> _To be done_
Could you copy out every one of the records below word for word, keeping each line unchanged?

═══ Available data

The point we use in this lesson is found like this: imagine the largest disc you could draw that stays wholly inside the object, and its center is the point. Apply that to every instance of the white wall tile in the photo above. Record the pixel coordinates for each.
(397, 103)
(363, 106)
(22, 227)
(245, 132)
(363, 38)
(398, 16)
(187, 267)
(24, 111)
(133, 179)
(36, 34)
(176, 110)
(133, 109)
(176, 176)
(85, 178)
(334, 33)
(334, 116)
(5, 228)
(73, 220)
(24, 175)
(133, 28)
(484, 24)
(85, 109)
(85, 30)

══════

> _Answer in full_
The point we use in this lesson is found like this: imagine the largest disc you could draw that stays wholly inside the object, and its center is the point. Apply that to every instance of the white wall tile in the photo above. Record the pixel coordinates for each.
(397, 103)
(363, 106)
(22, 227)
(245, 132)
(363, 38)
(398, 16)
(187, 267)
(24, 111)
(133, 179)
(36, 34)
(176, 110)
(133, 109)
(176, 176)
(85, 178)
(334, 33)
(334, 116)
(5, 228)
(73, 220)
(24, 175)
(133, 28)
(484, 24)
(85, 109)
(85, 30)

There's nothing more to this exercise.